Directions –
Only the lines below from the one containing "the girl's hand." to the one containing "of the mary" should be repeated, both included and unchanged.

Records provided –
--------------------------------

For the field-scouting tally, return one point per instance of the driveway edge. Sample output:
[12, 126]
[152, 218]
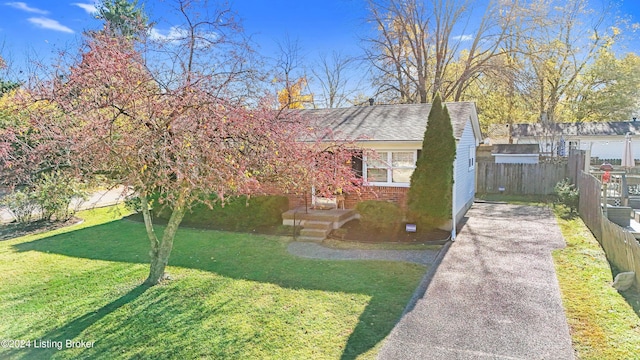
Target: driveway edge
[426, 280]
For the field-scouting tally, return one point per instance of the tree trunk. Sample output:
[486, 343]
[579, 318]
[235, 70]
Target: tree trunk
[160, 251]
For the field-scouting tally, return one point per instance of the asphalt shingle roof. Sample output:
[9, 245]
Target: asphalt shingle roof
[516, 149]
[401, 122]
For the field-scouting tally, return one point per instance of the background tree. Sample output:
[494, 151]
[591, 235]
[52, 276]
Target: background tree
[608, 90]
[419, 50]
[561, 39]
[430, 194]
[333, 75]
[123, 17]
[290, 76]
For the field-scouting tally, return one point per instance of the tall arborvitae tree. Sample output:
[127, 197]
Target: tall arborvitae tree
[430, 194]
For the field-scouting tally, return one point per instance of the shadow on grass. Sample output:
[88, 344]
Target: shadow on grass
[238, 256]
[633, 298]
[55, 340]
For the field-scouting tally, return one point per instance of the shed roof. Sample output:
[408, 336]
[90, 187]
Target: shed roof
[400, 122]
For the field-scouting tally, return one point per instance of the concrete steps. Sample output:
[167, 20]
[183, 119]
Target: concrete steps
[317, 224]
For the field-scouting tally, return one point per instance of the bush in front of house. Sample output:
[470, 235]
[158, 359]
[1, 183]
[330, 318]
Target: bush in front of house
[239, 213]
[383, 216]
[430, 193]
[568, 194]
[49, 198]
[21, 205]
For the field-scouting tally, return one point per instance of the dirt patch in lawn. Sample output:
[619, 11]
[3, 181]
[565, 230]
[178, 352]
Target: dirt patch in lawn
[355, 231]
[14, 230]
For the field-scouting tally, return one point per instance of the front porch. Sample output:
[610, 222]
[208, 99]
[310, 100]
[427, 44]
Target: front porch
[317, 224]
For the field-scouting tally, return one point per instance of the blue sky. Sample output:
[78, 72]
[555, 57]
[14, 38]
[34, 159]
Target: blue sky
[40, 27]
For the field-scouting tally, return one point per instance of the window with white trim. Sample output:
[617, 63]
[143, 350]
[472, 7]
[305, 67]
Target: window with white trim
[472, 157]
[391, 168]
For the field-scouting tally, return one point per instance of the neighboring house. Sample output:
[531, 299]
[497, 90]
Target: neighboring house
[605, 139]
[396, 132]
[516, 153]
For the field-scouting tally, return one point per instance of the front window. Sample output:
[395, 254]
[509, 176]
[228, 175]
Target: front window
[391, 167]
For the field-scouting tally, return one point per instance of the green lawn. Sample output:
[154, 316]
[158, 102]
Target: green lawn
[232, 296]
[603, 324]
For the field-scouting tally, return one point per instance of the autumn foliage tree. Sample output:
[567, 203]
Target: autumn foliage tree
[110, 115]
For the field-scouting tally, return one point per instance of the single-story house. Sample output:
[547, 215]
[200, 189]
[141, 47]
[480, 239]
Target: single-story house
[605, 139]
[396, 132]
[516, 153]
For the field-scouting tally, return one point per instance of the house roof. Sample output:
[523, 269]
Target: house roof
[400, 122]
[577, 129]
[515, 149]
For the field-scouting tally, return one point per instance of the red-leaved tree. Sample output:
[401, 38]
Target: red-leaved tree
[111, 115]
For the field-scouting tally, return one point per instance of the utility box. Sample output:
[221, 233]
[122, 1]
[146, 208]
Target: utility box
[620, 215]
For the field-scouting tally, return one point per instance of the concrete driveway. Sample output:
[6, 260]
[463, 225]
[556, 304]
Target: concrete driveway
[494, 295]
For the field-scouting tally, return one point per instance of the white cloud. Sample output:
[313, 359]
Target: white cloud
[463, 38]
[47, 23]
[173, 35]
[89, 8]
[24, 7]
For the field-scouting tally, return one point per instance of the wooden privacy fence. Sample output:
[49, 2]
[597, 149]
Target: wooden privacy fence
[620, 246]
[519, 179]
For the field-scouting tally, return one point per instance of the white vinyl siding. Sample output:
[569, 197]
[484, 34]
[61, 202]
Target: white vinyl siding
[464, 177]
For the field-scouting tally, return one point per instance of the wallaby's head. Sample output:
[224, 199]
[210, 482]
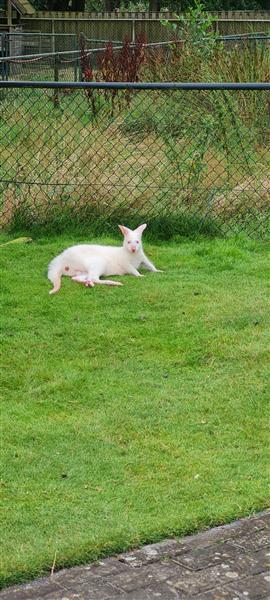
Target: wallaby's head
[132, 239]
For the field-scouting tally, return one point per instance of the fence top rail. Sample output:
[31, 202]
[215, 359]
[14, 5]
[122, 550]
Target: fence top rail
[35, 17]
[135, 86]
[141, 15]
[260, 36]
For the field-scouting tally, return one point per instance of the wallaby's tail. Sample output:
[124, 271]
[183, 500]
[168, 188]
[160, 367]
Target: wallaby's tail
[54, 274]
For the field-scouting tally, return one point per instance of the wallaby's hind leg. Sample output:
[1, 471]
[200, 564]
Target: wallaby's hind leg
[107, 282]
[56, 285]
[85, 279]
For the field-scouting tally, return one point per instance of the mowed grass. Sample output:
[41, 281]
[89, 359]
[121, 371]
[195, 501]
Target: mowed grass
[132, 413]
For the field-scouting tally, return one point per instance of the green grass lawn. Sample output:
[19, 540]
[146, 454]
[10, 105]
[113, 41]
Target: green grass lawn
[132, 413]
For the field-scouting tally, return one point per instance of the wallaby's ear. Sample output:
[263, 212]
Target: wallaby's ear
[124, 229]
[141, 228]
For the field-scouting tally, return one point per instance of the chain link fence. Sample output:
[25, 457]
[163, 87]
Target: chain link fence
[183, 157]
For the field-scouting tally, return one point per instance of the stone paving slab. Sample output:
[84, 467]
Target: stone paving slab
[230, 562]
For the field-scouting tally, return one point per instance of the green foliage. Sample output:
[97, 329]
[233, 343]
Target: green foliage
[195, 29]
[148, 401]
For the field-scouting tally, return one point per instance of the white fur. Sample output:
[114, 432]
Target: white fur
[86, 263]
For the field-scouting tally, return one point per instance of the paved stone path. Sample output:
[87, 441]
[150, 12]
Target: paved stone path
[228, 562]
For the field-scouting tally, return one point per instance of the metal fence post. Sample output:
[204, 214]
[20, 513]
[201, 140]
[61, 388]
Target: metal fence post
[56, 78]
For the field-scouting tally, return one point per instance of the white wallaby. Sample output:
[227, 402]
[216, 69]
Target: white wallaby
[86, 263]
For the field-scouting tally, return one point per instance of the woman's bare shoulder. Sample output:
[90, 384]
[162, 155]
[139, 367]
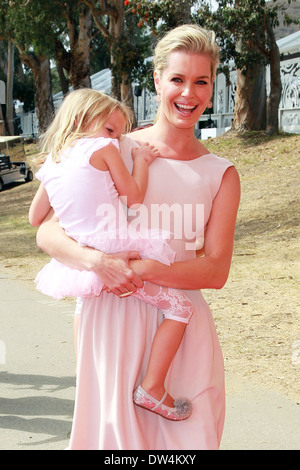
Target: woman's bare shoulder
[142, 135]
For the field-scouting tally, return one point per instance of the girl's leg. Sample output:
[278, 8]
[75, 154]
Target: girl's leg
[164, 347]
[177, 310]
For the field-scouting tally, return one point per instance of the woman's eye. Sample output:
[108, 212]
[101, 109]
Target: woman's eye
[176, 79]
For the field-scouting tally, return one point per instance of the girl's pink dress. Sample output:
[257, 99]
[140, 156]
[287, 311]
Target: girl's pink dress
[87, 205]
[115, 335]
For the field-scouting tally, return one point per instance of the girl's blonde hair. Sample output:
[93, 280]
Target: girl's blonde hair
[189, 38]
[80, 108]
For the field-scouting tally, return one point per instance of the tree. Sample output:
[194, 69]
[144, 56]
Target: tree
[21, 25]
[73, 43]
[9, 88]
[245, 29]
[126, 51]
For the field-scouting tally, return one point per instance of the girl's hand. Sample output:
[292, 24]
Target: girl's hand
[146, 152]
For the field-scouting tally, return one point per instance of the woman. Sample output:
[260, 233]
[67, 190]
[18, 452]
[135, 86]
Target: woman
[115, 333]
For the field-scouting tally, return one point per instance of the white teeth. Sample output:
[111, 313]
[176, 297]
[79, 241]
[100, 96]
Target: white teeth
[185, 106]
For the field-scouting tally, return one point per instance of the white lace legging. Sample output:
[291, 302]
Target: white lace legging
[174, 304]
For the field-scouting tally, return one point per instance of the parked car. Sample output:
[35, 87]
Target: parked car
[11, 171]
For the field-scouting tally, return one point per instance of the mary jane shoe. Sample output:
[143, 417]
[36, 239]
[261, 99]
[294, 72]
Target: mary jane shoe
[182, 407]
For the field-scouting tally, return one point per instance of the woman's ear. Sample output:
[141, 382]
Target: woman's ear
[156, 82]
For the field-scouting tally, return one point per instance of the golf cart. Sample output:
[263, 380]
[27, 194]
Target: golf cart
[18, 169]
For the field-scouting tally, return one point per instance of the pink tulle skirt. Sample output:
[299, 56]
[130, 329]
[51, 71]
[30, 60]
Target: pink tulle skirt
[58, 280]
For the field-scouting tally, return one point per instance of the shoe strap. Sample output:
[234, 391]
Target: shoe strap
[160, 402]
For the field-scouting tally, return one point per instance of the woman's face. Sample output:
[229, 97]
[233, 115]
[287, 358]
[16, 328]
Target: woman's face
[185, 88]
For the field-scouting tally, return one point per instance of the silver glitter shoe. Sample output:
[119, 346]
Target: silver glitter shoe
[182, 407]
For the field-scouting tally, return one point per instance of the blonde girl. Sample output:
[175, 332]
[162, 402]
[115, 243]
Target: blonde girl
[82, 179]
[115, 333]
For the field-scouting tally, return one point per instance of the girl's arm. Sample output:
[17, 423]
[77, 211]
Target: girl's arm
[112, 269]
[212, 269]
[40, 207]
[131, 188]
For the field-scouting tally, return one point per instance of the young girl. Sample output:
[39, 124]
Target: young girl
[83, 179]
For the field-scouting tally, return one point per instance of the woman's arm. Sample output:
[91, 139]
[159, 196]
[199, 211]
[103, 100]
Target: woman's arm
[112, 269]
[212, 269]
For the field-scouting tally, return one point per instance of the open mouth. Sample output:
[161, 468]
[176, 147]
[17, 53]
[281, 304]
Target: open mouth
[185, 109]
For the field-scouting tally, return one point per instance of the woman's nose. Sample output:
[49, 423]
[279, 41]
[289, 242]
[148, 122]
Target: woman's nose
[187, 89]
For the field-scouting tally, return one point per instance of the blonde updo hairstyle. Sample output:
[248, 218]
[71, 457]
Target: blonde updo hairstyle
[189, 38]
[79, 109]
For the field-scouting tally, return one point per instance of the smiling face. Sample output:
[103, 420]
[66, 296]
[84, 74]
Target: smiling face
[185, 88]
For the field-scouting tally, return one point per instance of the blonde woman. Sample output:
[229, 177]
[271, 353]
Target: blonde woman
[115, 334]
[82, 179]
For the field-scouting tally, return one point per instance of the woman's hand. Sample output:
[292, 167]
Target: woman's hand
[115, 272]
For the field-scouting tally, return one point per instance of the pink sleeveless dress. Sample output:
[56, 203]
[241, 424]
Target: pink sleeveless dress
[115, 335]
[88, 207]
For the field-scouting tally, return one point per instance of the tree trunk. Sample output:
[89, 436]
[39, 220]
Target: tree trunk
[274, 97]
[76, 61]
[9, 88]
[40, 66]
[64, 82]
[79, 73]
[115, 30]
[250, 99]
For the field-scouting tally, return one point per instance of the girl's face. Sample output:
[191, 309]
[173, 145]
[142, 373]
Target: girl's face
[185, 88]
[114, 126]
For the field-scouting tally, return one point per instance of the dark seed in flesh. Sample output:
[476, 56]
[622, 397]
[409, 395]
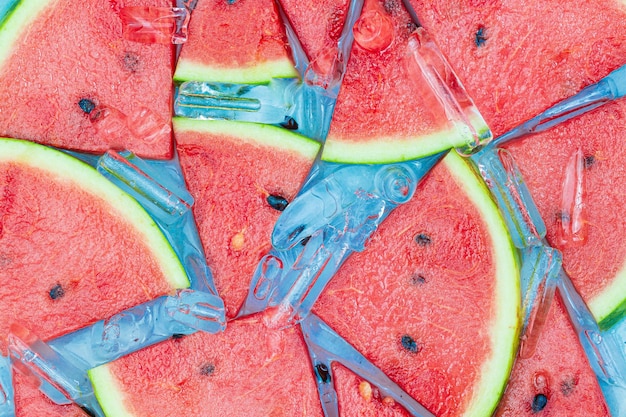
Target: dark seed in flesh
[409, 344]
[422, 239]
[56, 292]
[86, 105]
[417, 279]
[290, 123]
[207, 369]
[567, 386]
[277, 202]
[539, 403]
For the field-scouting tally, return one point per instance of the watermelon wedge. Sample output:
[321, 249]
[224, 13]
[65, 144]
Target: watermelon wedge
[387, 109]
[241, 176]
[548, 52]
[553, 382]
[69, 79]
[549, 63]
[393, 301]
[221, 49]
[74, 246]
[433, 300]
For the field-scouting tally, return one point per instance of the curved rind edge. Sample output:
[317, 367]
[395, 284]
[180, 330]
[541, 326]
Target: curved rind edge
[66, 168]
[252, 132]
[259, 73]
[609, 306]
[391, 149]
[505, 331]
[108, 392]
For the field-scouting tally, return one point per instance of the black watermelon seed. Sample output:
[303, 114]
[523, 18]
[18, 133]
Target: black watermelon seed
[539, 403]
[277, 202]
[409, 344]
[290, 123]
[86, 105]
[207, 369]
[131, 61]
[422, 239]
[391, 6]
[567, 386]
[56, 292]
[479, 37]
[321, 370]
[418, 279]
[296, 232]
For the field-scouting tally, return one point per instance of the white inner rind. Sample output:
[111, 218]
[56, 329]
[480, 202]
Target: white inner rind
[260, 73]
[504, 330]
[63, 168]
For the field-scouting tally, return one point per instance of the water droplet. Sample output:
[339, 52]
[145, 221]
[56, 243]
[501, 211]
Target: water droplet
[374, 30]
[321, 370]
[207, 369]
[277, 202]
[539, 403]
[130, 60]
[573, 224]
[86, 105]
[409, 344]
[56, 292]
[418, 279]
[479, 36]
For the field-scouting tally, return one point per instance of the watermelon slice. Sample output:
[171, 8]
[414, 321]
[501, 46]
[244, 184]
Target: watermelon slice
[553, 382]
[69, 79]
[548, 52]
[549, 63]
[399, 311]
[74, 246]
[241, 176]
[387, 109]
[433, 300]
[221, 49]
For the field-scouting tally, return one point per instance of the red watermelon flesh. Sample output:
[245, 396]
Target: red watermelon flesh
[374, 302]
[72, 51]
[222, 49]
[517, 60]
[234, 170]
[386, 110]
[318, 25]
[554, 372]
[69, 249]
[248, 370]
[424, 300]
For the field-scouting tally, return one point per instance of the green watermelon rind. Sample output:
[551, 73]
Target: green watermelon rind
[391, 149]
[64, 168]
[505, 329]
[261, 134]
[19, 18]
[259, 73]
[609, 306]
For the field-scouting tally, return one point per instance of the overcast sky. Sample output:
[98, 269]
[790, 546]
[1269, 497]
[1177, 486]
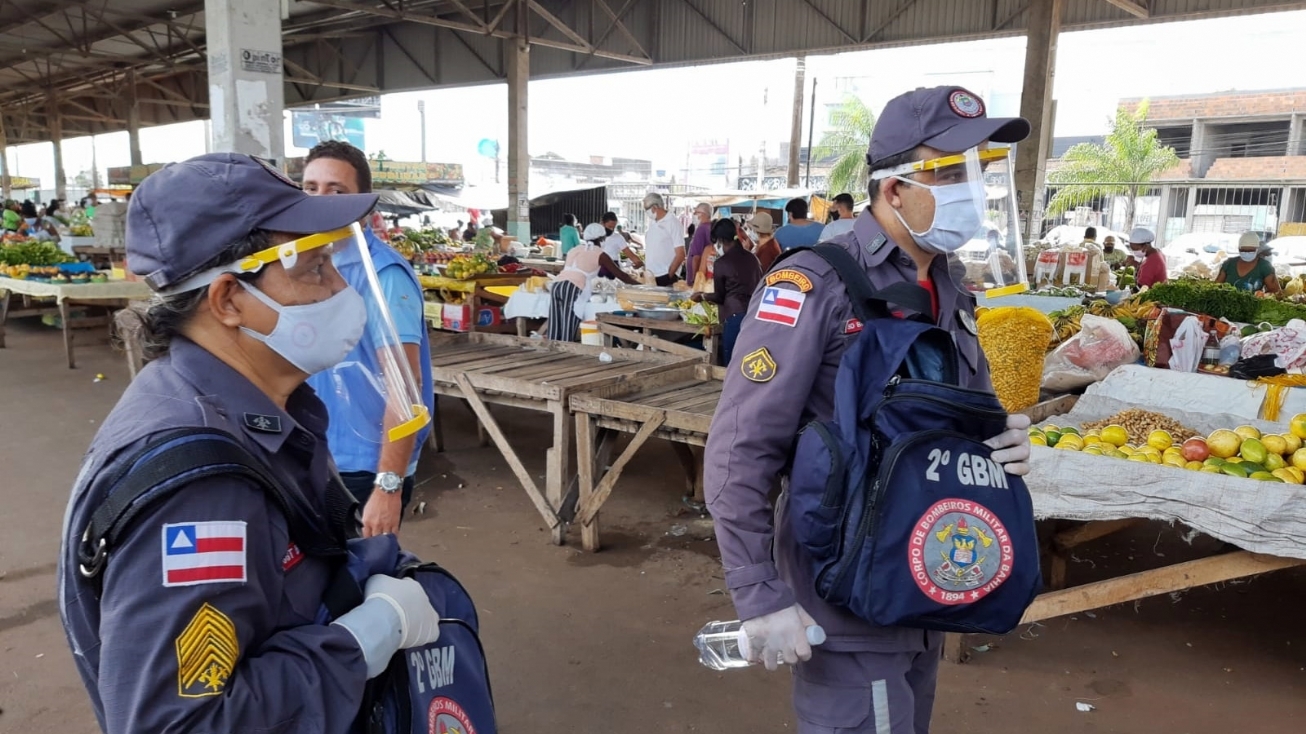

--------------------------------

Answer area –
For the field-scouting tally, return one point per instance of the girl's hand. Sample output:
[292, 24]
Target: girl's hand
[146, 152]
For the field-scouting tally, return one point per instance of the woman. Sample output:
[260, 233]
[67, 190]
[18, 452]
[135, 86]
Target: woman
[115, 333]
For the field-scouting tally, return one point per instance of the white teeth. Sample output:
[111, 313]
[176, 297]
[79, 241]
[100, 96]
Target: white teeth
[185, 106]
For the field-scouting tally, return one point per instance of the white lace legging. Sample output:
[291, 302]
Target: white lace legging
[174, 304]
For the field-scouting tally, return one point per instance of the parked car. Sample output:
[35, 87]
Target: parked car
[11, 171]
For the field-scouting tally, return one point per instance of the mary jane shoe. Sample output:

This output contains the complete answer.